TASK PROMPT:
Give only the number of lines in the records that contain the string "metal", treating case as significant.

RECORD EXCERPTS:
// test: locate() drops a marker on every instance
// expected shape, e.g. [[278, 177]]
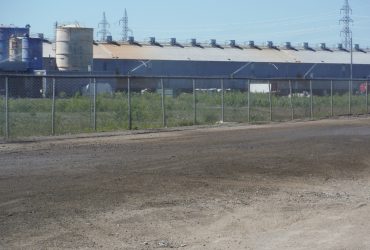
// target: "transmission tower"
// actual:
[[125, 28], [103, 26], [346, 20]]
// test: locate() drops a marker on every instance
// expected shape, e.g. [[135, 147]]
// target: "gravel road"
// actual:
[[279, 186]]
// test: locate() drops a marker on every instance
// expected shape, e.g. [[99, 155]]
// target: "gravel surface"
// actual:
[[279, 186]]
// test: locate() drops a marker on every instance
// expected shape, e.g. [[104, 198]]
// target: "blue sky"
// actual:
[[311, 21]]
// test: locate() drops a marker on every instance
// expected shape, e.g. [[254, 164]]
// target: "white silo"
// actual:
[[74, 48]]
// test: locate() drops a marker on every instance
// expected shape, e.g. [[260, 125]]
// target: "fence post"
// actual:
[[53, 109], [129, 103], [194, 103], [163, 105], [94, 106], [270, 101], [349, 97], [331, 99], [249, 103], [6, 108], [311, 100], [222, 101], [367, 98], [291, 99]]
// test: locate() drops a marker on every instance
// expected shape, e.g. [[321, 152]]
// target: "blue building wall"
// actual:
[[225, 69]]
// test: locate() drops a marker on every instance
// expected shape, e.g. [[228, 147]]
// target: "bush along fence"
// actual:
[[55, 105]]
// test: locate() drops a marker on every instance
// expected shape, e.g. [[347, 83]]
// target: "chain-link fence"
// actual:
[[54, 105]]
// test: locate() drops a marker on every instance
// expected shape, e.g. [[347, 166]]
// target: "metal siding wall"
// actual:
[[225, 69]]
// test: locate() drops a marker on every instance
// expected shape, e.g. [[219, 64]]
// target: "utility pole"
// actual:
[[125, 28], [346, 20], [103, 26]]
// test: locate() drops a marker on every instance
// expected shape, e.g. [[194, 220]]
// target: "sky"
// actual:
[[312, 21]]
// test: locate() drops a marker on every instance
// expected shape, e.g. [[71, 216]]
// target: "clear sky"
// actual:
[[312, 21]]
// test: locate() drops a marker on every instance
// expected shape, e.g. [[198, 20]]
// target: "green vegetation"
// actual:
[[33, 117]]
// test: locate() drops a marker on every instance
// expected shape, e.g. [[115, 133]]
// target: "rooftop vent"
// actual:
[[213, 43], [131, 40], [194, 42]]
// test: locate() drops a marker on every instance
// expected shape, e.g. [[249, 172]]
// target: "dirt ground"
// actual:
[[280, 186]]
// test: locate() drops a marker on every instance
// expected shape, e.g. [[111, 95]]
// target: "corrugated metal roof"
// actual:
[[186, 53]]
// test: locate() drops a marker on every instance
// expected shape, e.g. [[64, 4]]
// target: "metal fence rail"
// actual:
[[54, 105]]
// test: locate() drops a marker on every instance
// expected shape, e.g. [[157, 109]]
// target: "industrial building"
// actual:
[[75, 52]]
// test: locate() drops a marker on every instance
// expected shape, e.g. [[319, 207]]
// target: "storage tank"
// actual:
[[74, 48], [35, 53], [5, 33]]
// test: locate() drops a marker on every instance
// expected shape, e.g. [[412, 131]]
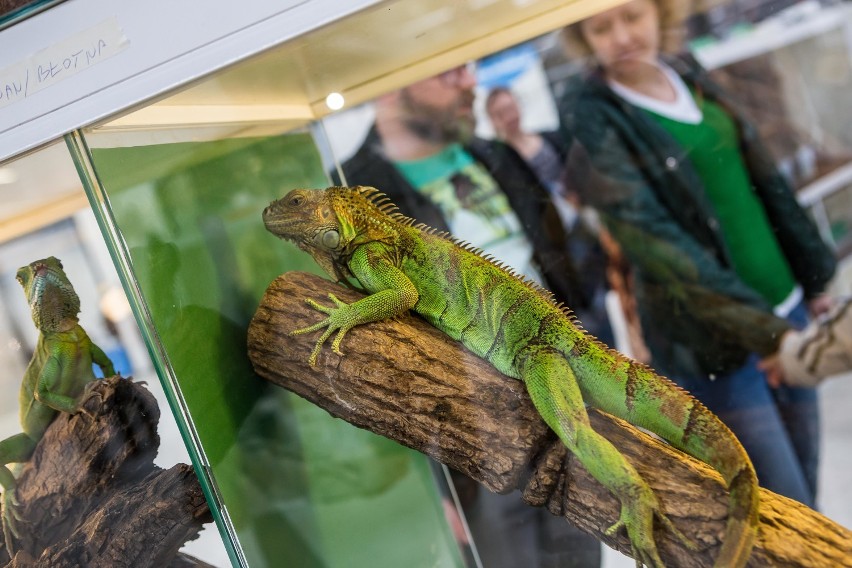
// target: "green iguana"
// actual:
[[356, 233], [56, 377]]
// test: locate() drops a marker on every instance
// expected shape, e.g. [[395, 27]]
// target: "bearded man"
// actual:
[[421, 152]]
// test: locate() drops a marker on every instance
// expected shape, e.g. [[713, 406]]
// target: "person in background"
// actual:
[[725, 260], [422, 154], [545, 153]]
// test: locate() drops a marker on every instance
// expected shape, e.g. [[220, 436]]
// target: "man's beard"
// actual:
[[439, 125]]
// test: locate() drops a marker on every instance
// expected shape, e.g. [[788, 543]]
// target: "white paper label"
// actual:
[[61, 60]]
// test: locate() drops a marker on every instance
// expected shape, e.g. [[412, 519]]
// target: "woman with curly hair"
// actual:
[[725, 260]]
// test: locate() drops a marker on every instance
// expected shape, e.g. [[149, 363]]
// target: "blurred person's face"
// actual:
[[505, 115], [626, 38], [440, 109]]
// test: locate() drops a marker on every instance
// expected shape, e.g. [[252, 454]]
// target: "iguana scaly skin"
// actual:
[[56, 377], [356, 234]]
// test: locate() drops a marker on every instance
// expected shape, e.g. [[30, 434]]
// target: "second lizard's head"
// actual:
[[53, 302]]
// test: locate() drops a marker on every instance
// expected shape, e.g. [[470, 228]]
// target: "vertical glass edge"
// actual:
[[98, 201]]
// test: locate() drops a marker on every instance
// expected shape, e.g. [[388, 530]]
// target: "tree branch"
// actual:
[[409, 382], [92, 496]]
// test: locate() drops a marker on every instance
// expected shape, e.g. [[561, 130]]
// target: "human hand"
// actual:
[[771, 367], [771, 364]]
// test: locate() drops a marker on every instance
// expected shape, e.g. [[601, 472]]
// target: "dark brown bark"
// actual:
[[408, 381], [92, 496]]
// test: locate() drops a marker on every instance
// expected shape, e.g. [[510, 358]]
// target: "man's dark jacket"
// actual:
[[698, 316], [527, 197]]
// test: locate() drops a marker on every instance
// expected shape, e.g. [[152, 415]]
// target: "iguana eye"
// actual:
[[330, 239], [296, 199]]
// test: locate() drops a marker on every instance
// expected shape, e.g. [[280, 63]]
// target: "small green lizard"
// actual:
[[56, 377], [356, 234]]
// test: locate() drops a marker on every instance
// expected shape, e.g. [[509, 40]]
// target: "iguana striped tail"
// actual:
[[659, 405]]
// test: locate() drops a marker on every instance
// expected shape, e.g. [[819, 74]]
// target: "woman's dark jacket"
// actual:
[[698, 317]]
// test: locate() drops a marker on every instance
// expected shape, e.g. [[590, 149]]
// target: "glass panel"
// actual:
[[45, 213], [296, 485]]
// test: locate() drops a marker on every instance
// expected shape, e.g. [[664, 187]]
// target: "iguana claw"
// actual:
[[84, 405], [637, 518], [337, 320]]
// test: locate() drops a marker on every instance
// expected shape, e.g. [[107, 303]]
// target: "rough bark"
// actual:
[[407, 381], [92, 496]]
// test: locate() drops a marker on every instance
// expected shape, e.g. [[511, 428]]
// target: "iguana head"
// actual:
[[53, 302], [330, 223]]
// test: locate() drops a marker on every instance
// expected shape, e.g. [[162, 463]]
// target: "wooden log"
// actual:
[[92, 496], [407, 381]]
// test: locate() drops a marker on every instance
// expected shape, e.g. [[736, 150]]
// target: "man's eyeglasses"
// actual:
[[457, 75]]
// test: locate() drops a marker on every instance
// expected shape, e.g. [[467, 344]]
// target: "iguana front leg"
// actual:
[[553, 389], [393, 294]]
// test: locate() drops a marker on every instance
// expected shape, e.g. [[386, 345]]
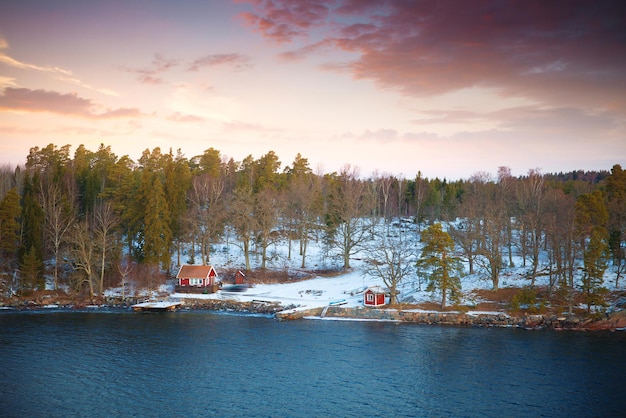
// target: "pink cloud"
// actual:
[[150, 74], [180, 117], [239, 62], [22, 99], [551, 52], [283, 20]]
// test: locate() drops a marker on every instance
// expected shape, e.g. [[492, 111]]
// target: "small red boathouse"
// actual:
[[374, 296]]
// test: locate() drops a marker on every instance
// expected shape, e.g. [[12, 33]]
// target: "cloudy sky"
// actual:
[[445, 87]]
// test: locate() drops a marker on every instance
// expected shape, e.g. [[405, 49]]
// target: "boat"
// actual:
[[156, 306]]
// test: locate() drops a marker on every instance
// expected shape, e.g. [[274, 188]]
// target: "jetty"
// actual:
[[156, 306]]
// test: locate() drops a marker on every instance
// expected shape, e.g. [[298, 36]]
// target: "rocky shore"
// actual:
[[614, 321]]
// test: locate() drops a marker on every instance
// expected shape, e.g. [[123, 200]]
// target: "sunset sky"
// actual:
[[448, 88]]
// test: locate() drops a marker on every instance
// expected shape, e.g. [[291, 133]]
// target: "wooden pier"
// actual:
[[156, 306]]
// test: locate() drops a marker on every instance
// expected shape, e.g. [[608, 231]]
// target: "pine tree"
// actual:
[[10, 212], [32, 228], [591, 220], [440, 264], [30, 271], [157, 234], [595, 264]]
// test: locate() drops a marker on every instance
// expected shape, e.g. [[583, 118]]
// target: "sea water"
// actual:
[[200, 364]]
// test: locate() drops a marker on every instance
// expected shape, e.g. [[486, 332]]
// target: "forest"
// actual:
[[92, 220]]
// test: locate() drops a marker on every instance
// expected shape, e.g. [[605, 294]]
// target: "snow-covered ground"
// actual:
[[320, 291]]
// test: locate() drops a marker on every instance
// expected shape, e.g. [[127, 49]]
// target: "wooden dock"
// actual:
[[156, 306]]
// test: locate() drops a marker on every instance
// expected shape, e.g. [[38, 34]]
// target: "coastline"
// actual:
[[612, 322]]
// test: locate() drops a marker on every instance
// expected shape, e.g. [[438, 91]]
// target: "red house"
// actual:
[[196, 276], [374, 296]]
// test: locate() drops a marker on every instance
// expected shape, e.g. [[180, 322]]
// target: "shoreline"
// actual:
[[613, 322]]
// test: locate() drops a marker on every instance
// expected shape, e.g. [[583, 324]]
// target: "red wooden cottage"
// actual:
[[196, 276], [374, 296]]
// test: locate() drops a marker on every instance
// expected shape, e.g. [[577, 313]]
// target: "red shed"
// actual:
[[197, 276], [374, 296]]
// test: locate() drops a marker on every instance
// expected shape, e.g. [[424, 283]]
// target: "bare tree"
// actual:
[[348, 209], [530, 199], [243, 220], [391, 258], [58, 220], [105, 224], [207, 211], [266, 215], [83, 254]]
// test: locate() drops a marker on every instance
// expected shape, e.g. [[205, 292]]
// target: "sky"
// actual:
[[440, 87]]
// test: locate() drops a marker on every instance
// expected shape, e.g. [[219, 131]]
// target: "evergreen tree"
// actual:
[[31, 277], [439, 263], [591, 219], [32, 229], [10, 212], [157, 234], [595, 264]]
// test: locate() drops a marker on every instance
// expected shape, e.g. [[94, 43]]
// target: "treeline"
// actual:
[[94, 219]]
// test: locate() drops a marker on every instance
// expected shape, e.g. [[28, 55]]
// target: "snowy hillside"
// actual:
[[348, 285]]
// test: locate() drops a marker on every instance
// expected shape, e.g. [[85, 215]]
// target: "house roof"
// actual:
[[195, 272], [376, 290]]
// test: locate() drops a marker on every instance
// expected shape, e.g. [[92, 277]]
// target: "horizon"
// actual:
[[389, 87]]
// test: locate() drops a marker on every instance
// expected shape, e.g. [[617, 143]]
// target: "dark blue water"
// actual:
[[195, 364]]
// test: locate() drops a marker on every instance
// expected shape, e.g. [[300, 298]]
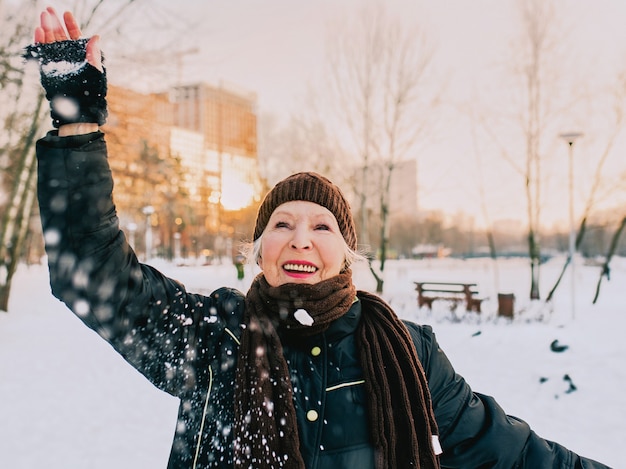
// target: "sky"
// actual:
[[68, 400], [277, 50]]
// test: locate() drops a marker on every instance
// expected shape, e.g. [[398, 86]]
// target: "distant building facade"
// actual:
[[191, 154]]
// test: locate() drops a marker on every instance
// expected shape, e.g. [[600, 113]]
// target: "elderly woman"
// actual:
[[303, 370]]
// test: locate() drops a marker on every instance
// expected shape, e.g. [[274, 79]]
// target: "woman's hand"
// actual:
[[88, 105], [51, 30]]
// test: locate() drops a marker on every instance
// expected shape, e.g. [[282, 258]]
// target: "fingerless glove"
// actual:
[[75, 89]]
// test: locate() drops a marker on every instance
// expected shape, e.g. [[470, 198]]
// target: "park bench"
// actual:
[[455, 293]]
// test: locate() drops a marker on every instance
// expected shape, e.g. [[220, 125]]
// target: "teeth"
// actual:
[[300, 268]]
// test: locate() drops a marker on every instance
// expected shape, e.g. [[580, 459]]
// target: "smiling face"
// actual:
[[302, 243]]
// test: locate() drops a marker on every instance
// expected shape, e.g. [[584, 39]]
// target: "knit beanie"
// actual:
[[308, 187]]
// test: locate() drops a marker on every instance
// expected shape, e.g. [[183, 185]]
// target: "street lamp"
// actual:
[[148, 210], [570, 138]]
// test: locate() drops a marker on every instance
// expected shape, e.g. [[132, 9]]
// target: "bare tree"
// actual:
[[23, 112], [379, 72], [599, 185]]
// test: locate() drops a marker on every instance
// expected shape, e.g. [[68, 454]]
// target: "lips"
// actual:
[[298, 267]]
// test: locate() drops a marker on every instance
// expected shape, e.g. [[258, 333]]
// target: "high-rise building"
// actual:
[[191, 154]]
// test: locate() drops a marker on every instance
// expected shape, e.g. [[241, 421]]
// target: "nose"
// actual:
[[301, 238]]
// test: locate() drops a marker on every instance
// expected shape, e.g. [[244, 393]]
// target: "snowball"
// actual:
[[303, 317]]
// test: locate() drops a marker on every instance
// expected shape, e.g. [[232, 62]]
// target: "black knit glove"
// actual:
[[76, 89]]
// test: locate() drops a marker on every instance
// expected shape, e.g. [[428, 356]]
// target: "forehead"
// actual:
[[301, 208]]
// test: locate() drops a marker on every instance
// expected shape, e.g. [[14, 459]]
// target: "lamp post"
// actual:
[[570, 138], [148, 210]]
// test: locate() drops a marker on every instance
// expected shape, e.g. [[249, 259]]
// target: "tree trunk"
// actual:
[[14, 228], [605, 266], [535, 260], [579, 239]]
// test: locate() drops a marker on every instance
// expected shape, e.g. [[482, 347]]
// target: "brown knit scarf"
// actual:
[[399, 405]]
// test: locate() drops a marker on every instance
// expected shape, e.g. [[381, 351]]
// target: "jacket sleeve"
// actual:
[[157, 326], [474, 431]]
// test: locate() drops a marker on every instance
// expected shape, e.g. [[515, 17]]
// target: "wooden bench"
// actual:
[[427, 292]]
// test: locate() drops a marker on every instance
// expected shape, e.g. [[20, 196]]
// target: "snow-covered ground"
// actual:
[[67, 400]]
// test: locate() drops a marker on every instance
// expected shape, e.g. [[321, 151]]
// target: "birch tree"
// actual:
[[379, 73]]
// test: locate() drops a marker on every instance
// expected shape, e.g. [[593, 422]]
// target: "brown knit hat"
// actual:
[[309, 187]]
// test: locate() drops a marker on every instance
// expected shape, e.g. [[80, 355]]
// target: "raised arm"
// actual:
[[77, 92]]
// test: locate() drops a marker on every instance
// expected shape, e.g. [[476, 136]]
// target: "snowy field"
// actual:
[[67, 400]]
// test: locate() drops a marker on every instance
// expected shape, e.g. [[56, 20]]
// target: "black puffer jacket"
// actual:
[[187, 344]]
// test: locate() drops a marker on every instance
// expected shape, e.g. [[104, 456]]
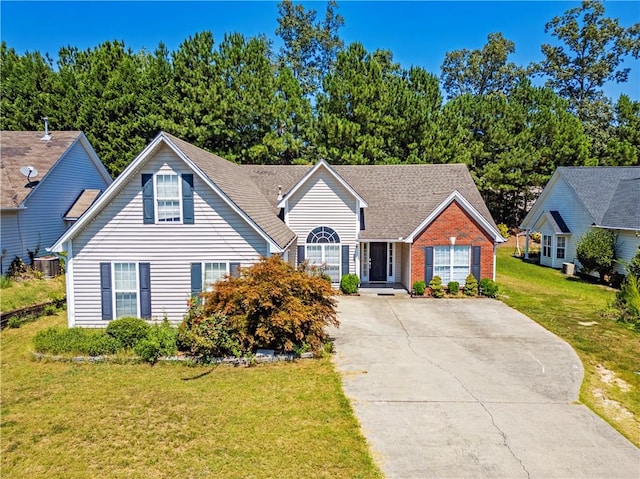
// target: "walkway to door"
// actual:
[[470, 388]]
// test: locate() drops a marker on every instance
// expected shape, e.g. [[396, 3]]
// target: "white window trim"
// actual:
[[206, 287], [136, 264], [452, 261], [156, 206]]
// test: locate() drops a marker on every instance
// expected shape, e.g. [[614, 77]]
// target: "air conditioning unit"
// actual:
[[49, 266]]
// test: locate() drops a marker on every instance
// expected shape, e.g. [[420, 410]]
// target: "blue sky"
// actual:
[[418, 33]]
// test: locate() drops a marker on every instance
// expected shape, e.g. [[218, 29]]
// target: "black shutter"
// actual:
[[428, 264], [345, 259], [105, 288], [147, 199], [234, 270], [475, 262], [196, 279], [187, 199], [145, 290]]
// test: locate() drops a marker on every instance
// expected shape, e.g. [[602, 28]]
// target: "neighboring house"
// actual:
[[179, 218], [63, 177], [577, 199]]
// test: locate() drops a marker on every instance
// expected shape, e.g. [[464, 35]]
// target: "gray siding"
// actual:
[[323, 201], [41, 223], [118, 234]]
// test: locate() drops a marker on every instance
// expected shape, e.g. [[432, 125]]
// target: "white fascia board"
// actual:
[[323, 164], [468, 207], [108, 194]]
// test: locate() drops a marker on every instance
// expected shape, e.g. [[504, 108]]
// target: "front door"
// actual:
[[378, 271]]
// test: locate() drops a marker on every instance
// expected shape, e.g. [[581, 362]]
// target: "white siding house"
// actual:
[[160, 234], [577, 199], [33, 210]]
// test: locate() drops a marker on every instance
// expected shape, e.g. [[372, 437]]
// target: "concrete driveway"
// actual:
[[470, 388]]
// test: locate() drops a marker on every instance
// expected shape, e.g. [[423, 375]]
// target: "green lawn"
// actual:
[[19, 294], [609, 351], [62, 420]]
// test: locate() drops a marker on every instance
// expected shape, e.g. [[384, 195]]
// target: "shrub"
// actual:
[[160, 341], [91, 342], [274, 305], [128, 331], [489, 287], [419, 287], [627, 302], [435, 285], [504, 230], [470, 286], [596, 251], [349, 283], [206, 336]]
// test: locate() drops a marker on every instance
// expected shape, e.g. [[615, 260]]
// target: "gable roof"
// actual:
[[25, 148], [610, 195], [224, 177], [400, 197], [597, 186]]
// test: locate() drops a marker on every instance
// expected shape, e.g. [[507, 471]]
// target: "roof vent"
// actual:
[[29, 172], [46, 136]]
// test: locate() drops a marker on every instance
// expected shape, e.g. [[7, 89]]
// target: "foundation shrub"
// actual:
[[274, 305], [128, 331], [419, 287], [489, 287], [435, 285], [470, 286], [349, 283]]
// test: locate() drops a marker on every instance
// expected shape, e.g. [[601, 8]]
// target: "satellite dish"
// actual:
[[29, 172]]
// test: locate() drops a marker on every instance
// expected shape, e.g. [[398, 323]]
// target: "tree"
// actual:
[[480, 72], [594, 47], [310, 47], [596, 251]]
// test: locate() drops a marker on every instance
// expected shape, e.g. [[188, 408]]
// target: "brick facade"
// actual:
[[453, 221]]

WRITTEN SOLUTION:
3